## TASK TO CARRY OUT
Rescale the data from its first line through the line containing "top-left (164, 104), bottom-right (200, 143)", both included. Rewrite every line, requests included, with each coordinate in the answers multiplied by 0.95 and rounded to the nearest whole number, halves rounded up, and leave the requests unchanged.

-- BEGIN --

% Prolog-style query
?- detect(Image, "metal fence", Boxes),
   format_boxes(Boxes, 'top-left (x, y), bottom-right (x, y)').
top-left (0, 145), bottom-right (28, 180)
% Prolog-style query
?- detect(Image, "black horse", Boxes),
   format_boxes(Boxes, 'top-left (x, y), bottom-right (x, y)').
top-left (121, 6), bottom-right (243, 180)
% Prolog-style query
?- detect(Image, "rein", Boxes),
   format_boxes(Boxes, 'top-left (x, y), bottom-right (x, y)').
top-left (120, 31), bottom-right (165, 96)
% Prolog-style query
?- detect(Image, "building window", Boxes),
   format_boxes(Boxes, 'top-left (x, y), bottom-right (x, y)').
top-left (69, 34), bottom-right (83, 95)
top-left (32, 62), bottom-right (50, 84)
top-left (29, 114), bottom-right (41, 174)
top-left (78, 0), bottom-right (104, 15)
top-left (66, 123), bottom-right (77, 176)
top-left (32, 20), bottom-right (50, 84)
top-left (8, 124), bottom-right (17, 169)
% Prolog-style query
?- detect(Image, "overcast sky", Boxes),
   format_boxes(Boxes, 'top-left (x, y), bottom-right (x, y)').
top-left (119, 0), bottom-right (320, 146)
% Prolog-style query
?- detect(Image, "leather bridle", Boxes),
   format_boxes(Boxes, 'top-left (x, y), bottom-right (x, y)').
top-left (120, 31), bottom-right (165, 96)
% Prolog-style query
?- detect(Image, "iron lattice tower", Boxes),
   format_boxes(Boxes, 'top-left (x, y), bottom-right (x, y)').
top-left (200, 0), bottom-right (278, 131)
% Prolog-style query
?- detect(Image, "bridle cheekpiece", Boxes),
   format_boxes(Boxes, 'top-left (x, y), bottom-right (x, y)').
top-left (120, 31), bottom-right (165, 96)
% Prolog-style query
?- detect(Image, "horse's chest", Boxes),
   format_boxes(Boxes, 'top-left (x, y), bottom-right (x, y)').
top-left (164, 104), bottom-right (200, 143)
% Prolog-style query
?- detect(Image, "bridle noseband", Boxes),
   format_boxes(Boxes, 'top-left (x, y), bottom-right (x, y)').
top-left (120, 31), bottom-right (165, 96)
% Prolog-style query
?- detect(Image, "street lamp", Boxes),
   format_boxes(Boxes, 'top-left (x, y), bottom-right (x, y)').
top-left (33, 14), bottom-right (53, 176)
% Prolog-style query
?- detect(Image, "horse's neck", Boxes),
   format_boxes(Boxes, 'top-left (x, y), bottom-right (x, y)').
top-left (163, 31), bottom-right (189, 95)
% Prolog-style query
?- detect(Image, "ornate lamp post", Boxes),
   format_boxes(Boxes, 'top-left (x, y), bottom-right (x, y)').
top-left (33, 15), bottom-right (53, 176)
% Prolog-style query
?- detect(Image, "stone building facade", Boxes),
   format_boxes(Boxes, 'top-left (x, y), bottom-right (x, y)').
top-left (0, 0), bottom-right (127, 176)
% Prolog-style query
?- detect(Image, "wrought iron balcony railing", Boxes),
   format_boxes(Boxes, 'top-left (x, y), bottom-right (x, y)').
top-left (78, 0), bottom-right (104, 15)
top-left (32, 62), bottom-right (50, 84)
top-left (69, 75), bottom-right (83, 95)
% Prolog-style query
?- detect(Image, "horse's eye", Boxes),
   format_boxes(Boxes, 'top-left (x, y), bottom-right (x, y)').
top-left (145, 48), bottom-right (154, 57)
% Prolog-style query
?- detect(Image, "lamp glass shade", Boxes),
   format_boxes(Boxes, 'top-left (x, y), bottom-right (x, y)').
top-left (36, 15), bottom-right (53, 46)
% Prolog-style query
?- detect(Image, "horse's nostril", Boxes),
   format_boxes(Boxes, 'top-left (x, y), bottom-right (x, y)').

-- END --

## TASK RESULT
% Prolog-style query
?- detect(Image, "metal fence", Boxes),
   format_boxes(Boxes, 'top-left (x, y), bottom-right (x, y)').
top-left (0, 138), bottom-right (27, 171)
% Prolog-style query
?- detect(Image, "black horse", Boxes),
   format_boxes(Boxes, 'top-left (x, y), bottom-right (x, y)').
top-left (115, 6), bottom-right (231, 171)
% Prolog-style query
?- detect(Image, "rein", Boxes),
   format_boxes(Boxes, 'top-left (x, y), bottom-right (x, y)').
top-left (114, 29), bottom-right (157, 91)
% Prolog-style query
?- detect(Image, "building window", Boxes),
   format_boxes(Boxes, 'top-left (x, y), bottom-right (x, y)').
top-left (66, 32), bottom-right (79, 90)
top-left (30, 59), bottom-right (48, 80)
top-left (28, 108), bottom-right (39, 165)
top-left (74, 0), bottom-right (99, 14)
top-left (63, 117), bottom-right (73, 167)
top-left (30, 19), bottom-right (48, 80)
top-left (8, 118), bottom-right (16, 161)
% Prolog-style query
?- detect(Image, "overcast sky", Boxes),
   format_boxes(Boxes, 'top-left (x, y), bottom-right (x, y)').
top-left (113, 0), bottom-right (304, 139)
% Prolog-style query
?- detect(Image, "leather bridle", Boxes),
   format_boxes(Boxes, 'top-left (x, y), bottom-right (x, y)').
top-left (114, 29), bottom-right (157, 91)
% Prolog-style query
?- detect(Image, "iron lattice tower", Boxes),
   format_boxes(Boxes, 'top-left (x, y), bottom-right (x, y)').
top-left (190, 0), bottom-right (264, 124)
% Prolog-style query
?- detect(Image, "bridle cheekpiece", Boxes),
   format_boxes(Boxes, 'top-left (x, y), bottom-right (x, y)').
top-left (114, 29), bottom-right (157, 91)
% Prolog-style query
?- detect(Image, "horse's chest", Boxes),
   format_boxes(Boxes, 'top-left (x, y), bottom-right (x, y)').
top-left (156, 99), bottom-right (190, 136)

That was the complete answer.